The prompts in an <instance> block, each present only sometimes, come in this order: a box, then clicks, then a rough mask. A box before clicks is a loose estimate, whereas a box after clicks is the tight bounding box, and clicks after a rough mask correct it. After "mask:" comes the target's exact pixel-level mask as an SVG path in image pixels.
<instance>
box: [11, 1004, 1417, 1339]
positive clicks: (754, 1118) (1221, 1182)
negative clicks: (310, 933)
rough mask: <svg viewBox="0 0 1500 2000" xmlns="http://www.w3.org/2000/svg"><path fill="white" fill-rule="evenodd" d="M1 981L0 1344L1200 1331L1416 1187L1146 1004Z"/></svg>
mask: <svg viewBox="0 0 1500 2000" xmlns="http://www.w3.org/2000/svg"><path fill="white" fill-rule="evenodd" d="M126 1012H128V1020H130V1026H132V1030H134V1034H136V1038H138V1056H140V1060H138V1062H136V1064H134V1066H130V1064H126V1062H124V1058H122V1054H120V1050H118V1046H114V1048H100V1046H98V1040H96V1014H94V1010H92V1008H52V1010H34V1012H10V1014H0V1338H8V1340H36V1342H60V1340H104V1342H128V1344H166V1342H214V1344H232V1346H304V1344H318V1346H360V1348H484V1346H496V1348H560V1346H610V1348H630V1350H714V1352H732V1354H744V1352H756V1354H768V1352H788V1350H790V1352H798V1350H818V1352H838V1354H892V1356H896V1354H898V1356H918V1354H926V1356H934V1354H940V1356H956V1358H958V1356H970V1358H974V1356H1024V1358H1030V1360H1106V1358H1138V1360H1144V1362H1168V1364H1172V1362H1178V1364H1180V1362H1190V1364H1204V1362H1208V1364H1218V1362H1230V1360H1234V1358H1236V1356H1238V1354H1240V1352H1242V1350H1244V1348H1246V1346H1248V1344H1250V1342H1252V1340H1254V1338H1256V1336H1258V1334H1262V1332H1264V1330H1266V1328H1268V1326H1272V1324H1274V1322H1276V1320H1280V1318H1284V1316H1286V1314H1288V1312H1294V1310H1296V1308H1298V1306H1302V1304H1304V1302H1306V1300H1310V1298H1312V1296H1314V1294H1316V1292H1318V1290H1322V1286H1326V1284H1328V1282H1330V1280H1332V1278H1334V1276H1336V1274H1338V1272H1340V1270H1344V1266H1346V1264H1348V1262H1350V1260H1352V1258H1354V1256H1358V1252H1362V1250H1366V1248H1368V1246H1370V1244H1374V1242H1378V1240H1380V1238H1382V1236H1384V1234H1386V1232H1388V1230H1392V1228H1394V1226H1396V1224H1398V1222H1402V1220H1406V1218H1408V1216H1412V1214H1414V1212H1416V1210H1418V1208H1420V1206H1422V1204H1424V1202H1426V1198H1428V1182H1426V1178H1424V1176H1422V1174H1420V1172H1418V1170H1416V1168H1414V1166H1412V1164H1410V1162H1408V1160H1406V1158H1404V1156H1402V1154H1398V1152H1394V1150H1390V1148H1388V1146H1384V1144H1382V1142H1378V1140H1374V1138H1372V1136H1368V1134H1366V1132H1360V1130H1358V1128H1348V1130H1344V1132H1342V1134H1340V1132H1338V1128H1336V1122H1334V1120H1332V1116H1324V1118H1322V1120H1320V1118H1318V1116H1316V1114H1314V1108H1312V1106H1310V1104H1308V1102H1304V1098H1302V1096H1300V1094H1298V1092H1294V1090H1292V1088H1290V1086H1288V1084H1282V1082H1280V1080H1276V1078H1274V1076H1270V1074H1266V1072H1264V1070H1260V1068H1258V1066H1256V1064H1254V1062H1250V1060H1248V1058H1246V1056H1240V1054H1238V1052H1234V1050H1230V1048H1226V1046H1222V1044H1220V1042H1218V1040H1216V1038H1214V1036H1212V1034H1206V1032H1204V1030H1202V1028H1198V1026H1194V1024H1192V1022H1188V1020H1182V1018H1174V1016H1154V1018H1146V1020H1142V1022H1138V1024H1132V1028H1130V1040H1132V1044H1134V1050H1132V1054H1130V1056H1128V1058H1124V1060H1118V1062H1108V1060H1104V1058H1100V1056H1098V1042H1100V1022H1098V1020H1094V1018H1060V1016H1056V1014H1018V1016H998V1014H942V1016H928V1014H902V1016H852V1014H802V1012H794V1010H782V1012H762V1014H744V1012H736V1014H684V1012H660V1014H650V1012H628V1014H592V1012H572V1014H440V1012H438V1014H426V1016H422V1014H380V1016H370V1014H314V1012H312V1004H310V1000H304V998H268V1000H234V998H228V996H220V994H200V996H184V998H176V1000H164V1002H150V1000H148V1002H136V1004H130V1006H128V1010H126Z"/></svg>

○ ○ ○ ○ ○

● **Assigned task**:
Write out the complete material a second time, matching it exactly.

● **Solution to this task**:
The prompts in an <instance> block, each present only sometimes, come in this order: a box, then clicks, then a rough mask. A box before clicks is a loose estimate, whereas a box after clicks is the tight bounding box, and clicks after a rough mask correct it. After "mask:" comes the target's exact pixel-level mask as an SVG path in image pixels.
<instance>
box: [11, 1004, 1417, 1339]
positive clicks: (754, 1118) (1221, 1182)
negative clicks: (310, 933)
rough mask: <svg viewBox="0 0 1500 2000" xmlns="http://www.w3.org/2000/svg"><path fill="white" fill-rule="evenodd" d="M1 981L0 1344L1200 1331L1416 1187L1146 1004Z"/></svg>
mask: <svg viewBox="0 0 1500 2000" xmlns="http://www.w3.org/2000/svg"><path fill="white" fill-rule="evenodd" d="M126 1012H128V1020H130V1026H132V1030H134V1034H136V1038H138V1056H140V1060H138V1062H136V1064H134V1066H130V1064H126V1062H124V1058H122V1054H120V1050H118V1046H114V1048H100V1046H98V1040H96V1014H94V1010H92V1008H52V1010H34V1012H10V1014H0V1338H8V1340H36V1342H60V1340H104V1342H128V1344H166V1342H214V1344H232V1346H304V1344H318V1346H360V1348H484V1346H496V1348H560V1346H610V1348H630V1350H714V1352H732V1354H744V1352H756V1354H768V1352H788V1350H790V1352H798V1350H818V1352H838V1354H892V1356H896V1354H898V1356H918V1354H926V1356H934V1354H940V1356H956V1358H958V1356H970V1358H974V1356H1024V1358H1030V1360H1106V1358H1138V1360H1144V1362H1168V1364H1172V1362H1178V1364H1180V1362H1190V1364H1204V1362H1208V1364H1218V1362H1230V1360H1234V1358H1236V1356H1238V1354H1240V1352H1242V1350H1244V1348H1246V1346H1248V1344H1250V1342H1252V1340H1254V1338H1256V1336H1258V1334H1262V1332H1264V1330H1266V1328H1268V1326H1272V1324H1274V1322H1276V1320H1280V1318H1284V1316H1286V1314H1288V1312H1294V1310H1296V1308H1298V1306H1302V1304H1304V1302H1306V1300H1310V1298H1312V1296H1314V1294H1316V1292H1318V1290H1322V1286H1326V1284H1328V1282H1330V1280H1332V1278H1334V1276H1336V1274H1338V1272H1340V1270H1344V1266H1346V1264H1348V1262H1350V1260H1352V1258H1354V1256H1358V1252H1362V1250H1366V1248H1368V1246H1370V1244H1374V1242H1378V1240H1380V1238H1382V1236H1384V1234H1386V1232H1388V1230H1392V1228H1394V1226H1396V1224H1398V1222H1402V1220H1406V1218H1408V1216H1412V1214H1414V1212H1416V1210H1418V1208H1420V1206H1422V1204H1424V1202H1426V1198H1428V1182H1426V1178H1424V1176H1422V1174H1420V1172H1418V1170H1416V1168H1414V1166H1412V1164H1410V1162H1408V1160H1406V1158H1404V1156H1402V1154H1398V1152H1394V1150H1390V1148H1388V1146H1384V1144H1382V1142H1378V1140H1374V1138H1372V1136H1368V1134H1366V1132H1360V1130H1358V1128H1348V1130H1344V1132H1342V1134H1340V1132H1338V1128H1336V1122H1334V1120H1332V1116H1324V1118H1322V1120H1320V1118H1318V1116H1316V1114H1314V1108H1312V1106H1310V1104H1308V1102H1304V1098H1302V1096H1300V1094H1298V1092H1294V1090H1292V1088H1290V1086H1288V1084H1282V1082H1280V1080H1276V1078H1274V1076H1270V1074H1266V1072H1264V1070H1260V1068H1258V1066H1256V1064H1254V1062H1250V1060H1248V1058H1246V1056H1240V1054H1238V1052H1234V1050H1230V1048H1226V1046H1222V1044H1220V1042H1218V1040H1216V1038H1214V1036H1212V1034H1206V1032H1204V1030H1202V1028H1198V1026H1194V1024H1192V1022H1188V1020H1182V1018H1174V1016H1154V1018H1146V1020H1142V1022H1138V1024H1132V1028H1130V1040H1132V1044H1134V1050H1132V1054H1130V1056H1128V1058H1124V1060H1118V1062H1108V1060H1104V1058H1100V1056H1098V1042H1100V1022H1098V1020H1094V1018H1060V1016H1056V1014H1018V1016H998V1014H942V1016H928V1014H902V1016H852V1014H802V1012H794V1010H782V1012H762V1014H744V1012H736V1014H684V1012H660V1014H650V1012H628V1014H592V1012H572V1014H440V1012H438V1014H426V1016H422V1014H380V1016H370V1014H314V1012H312V1004H310V1000H304V998H268V1000H234V998H228V996H220V994H200V996H184V998H176V1000H164V1002H150V1000H148V1002H136V1004H130V1006H128V1010H126Z"/></svg>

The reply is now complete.